“A mangá e o animé japoneses têm oferecido numerosas narrativas de humanos em transição, postulando novos e corajosos conceitos humanos com uma calma mas profunda criatividade e uma arte brilhante”, reza a introdução ao 3º número de Mechademia, assinada por Frenchy Lunning. Todavia, apesar dos estudos aí reunidos, e apesar de muitas mangás e animés se dedicarem de facto a temas ou implicarem narrativas onde o maquínico e o humano se cruzam, em vários graus de interdependência, convergência e entrelaçamento - dos robôs aos ciborgues aos mutantes aos andróides, das armaduras mecha às simbioses, etc. -, fazendo por sua vez emergir temas tais como o pós- ou transhumano, é raro que esses textos explorem em si mesmos, de modos directos, as implicações filosóficas ou políticas, quer de uma micro- quer de uma macroescala. Mesmo Ghost in the Shell, que se aproxima desse tipo de discussões, cai mais vezes em orgias de referências (relembremos as notas pesadas do autor na versão mangá) do que de uma tessitura coerente e contida.
Se escrevemos “de modos directos”, é porque a própria existência dessas matérias será suficiente, claro está, para o escavar crítico, para a abordagem teórica… Até mesmo uma série juvenil e formulaica como Power Rangers e toda a sorte de títulos análogos tem elementos suficientes para essa discussão. Todavia, parece-nos sempre possível encontrar nesse sentido algum grau de superioridade - de complexidade narrativa, de sofisticação de argumentos, de subtis moldações - num título como Pluto.
A informação crucial descritiva deste livro, repetida em todos os textos de apresentação desta série, é conhecida, mas repitamo-la: Pluto é baseado num dos episódios da série Astro Boy/Atom de Osamu Tezuka, ainda que transformado. A história original de Tezuka, que foi traduzida para português no 3º volume de Astro Boy, era sem dúvida uma das mais interessantes daquelas que ali são apresentadas (e, possivelmente, de toda a série, tendo em consideração algumas outras edições que conhecemos) - em termos de tamanho, para já, distinguia-se das demais, com 177 páginas na edição original. Isso não significa que a leitura de Pluto não nos ofereça novos instrumentos, ou pelo menos uma perspectiva nova que nos obriga a uma re-leitura de “O Melhor Robô da Terra”, o título desse episódio (e é essa re-leitura que mostra imediatamente uma das forças de Pluto).

Lista de dados:
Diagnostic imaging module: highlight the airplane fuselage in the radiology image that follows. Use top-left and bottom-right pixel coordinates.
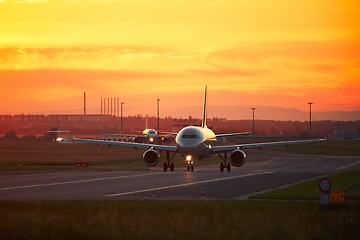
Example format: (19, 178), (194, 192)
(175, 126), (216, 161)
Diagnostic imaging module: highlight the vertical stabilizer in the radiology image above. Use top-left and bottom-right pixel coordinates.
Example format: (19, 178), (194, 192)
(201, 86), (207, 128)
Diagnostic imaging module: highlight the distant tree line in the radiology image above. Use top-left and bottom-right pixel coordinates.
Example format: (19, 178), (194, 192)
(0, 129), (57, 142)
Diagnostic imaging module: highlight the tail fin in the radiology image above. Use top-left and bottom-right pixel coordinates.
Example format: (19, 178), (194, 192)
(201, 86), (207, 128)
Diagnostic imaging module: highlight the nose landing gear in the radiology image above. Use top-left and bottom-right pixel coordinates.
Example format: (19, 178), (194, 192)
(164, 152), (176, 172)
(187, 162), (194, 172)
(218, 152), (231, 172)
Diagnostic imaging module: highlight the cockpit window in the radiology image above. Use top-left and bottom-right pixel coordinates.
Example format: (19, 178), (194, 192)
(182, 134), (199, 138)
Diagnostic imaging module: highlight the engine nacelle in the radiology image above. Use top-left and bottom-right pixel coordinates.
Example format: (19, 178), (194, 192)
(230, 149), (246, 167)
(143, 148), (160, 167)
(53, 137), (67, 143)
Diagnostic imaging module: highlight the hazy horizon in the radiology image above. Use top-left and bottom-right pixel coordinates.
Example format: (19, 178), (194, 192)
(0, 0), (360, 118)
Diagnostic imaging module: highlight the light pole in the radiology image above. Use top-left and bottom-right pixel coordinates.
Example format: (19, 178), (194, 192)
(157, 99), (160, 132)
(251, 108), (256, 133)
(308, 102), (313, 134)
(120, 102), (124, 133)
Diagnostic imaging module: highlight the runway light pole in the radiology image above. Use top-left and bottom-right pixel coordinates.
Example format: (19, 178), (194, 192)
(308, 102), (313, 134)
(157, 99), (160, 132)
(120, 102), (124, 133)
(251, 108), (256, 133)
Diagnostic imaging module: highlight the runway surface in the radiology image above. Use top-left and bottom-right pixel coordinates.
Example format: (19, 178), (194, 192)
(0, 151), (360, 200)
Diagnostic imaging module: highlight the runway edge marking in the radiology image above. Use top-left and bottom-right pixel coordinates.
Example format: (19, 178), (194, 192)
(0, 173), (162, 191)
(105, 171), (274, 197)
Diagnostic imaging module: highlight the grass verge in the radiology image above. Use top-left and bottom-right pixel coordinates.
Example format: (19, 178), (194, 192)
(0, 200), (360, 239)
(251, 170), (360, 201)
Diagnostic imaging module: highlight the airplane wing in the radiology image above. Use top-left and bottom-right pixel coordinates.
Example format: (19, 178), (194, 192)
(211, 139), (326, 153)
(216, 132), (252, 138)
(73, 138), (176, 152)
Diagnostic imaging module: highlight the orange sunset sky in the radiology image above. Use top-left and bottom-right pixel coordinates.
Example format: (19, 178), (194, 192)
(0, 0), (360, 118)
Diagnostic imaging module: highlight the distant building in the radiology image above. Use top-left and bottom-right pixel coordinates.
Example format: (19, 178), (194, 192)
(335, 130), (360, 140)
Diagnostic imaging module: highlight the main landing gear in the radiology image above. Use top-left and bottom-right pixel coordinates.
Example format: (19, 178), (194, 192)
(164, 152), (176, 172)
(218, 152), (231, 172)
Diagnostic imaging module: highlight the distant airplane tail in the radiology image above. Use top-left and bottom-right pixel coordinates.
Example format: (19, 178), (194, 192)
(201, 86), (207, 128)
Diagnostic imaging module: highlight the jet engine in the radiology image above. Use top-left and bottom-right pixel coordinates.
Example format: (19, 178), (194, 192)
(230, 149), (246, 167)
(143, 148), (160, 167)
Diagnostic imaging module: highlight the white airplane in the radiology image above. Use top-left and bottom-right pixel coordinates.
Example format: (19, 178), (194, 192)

Exercícios a realizar:
1 > Devolva, sem qualquer alteração, o trecho do excerto sobre Pluto compreendido entre “A informação crucial” e “forças de Pluto).”, inclusive.
2 > Segundo o excerto sobre Pluto, quantas páginas tinha, na edição original, a história de Tezuka em que Pluto se baseia?

Respostas escritas:
1 >
A informação crucial descritiva deste livro, repetida em todos os textos de apresentação desta série, é conhecida, mas repitamo-la: Pluto é baseado num dos episódios da série Astro Boy/Atom de Osamu Tezuka, ainda que transformado. A história original de Tezuka, que foi traduzida para português no 3º volume de Astro Boy, era sem dúvida uma das mais interessantes daquelas que ali são apresentadas (e, possivelmente, de toda a série, tendo em consideração algumas outras edições que conhecemos) - em termos de tamanho, para já, distinguia-se das demais, com 177 páginas na edição original. Isso não significa que a leitura de Pluto não nos ofereça novos instrumentos, ou pelo menos uma perspectiva nova que nos obriga a uma re-leitura de “O Melhor Robô da Terra”, o título desse episódio (e é essa re-leitura que mostra imediatamente uma das forças de Pluto).

2 > Tinha 177 páginas.